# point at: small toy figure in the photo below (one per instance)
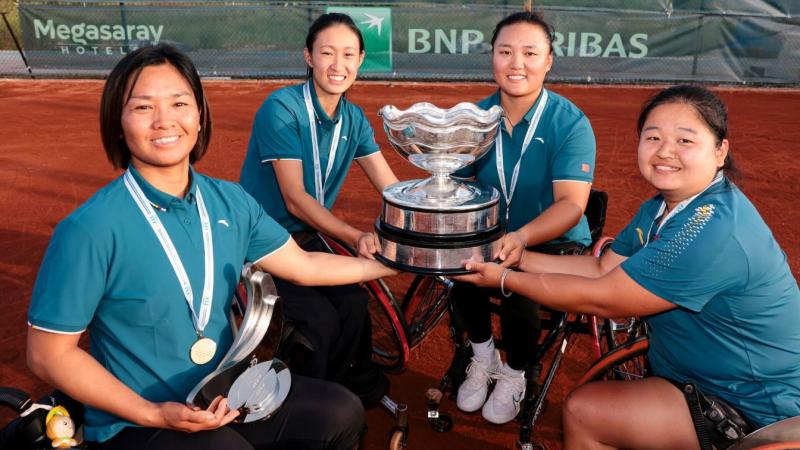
(60, 428)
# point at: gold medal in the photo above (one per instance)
(202, 350)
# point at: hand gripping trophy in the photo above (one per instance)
(431, 226)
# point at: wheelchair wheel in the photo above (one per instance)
(626, 362)
(390, 348)
(424, 305)
(614, 333)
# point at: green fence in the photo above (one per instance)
(752, 41)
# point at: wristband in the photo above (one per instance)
(502, 283)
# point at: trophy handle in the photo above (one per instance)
(256, 341)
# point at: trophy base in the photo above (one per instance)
(435, 254)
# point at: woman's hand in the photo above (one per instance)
(177, 416)
(486, 274)
(512, 246)
(368, 244)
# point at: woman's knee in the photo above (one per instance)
(580, 405)
(333, 411)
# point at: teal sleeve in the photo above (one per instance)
(366, 136)
(266, 235)
(276, 131)
(692, 260)
(71, 280)
(574, 160)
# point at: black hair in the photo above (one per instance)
(530, 17)
(117, 91)
(326, 21)
(708, 106)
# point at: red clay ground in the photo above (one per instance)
(51, 160)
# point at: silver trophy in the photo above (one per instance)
(254, 381)
(431, 226)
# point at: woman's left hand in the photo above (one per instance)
(512, 246)
(486, 274)
(367, 245)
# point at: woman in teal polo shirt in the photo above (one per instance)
(149, 264)
(303, 141)
(542, 164)
(703, 269)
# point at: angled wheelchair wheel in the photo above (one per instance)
(390, 348)
(424, 305)
(626, 362)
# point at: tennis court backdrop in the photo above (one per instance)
(626, 41)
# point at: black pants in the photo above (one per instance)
(519, 316)
(334, 319)
(316, 415)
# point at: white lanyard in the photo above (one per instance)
(508, 193)
(319, 183)
(678, 208)
(172, 254)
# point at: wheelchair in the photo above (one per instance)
(629, 362)
(558, 329)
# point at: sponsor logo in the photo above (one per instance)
(573, 43)
(87, 38)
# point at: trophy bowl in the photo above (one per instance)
(430, 226)
(440, 141)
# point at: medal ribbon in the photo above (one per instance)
(319, 183)
(508, 193)
(172, 254)
(678, 208)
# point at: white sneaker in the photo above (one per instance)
(472, 392)
(504, 403)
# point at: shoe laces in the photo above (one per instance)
(509, 386)
(478, 370)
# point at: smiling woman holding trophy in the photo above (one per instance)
(149, 265)
(542, 163)
(303, 142)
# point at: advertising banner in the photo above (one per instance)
(430, 40)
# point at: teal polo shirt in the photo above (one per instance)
(281, 131)
(106, 271)
(562, 149)
(735, 330)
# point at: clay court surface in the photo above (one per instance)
(51, 160)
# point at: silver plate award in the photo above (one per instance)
(431, 226)
(254, 381)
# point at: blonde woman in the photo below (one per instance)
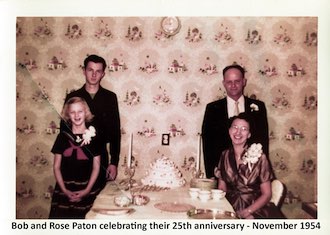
(76, 163)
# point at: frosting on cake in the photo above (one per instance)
(163, 173)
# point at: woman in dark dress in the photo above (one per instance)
(76, 164)
(245, 174)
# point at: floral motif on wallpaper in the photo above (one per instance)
(132, 98)
(134, 34)
(73, 31)
(268, 70)
(26, 127)
(253, 37)
(55, 63)
(294, 134)
(147, 131)
(103, 31)
(310, 102)
(41, 94)
(223, 36)
(39, 160)
(19, 31)
(176, 67)
(208, 68)
(192, 99)
(308, 166)
(176, 131)
(282, 38)
(117, 66)
(194, 35)
(161, 98)
(280, 101)
(296, 71)
(311, 39)
(279, 164)
(189, 163)
(52, 128)
(29, 64)
(43, 30)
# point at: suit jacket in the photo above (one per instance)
(215, 127)
(106, 120)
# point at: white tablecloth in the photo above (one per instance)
(105, 200)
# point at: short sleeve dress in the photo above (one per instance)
(76, 168)
(243, 184)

━━━━━━━━━━━━━━━━

◆ **The problem**
Everything from the line with "# point at: advertising" through the final line of the records above should be written out exactly, minus the pictures.

◆ **Task output**
# point at: advertising banner in the photo above (one per instance)
(430, 40)
# point at: teal polo shirt in the photo above (one per instance)
(281, 131)
(106, 271)
(562, 149)
(735, 330)
# point at: clay court surface in the photo above (one per instance)
(51, 160)
# point at: silver plate award in the photo above (one per instance)
(431, 226)
(254, 381)
# point at: blonde woman in the photo below (one per instance)
(76, 163)
# point at: frosting on cake in the photo above (one per instance)
(163, 173)
# point at: woman in dark dress in the photo above (one per instance)
(76, 164)
(245, 174)
# point at: floral motif on wallpaper in the photo above (one per instance)
(132, 98)
(134, 34)
(73, 31)
(268, 70)
(26, 127)
(253, 37)
(55, 63)
(294, 134)
(147, 131)
(103, 31)
(310, 102)
(41, 94)
(223, 36)
(39, 160)
(19, 31)
(176, 67)
(208, 68)
(192, 99)
(308, 166)
(176, 131)
(282, 38)
(117, 66)
(194, 35)
(161, 98)
(280, 101)
(296, 71)
(311, 39)
(279, 164)
(189, 163)
(52, 128)
(29, 64)
(43, 30)
# point at: suit jacket in the photo above (one per instance)
(215, 127)
(106, 120)
# point at: white tablecloth in the photo above (one per instance)
(105, 200)
# point at: short sleeve dress in the photo above (one per instance)
(76, 168)
(243, 184)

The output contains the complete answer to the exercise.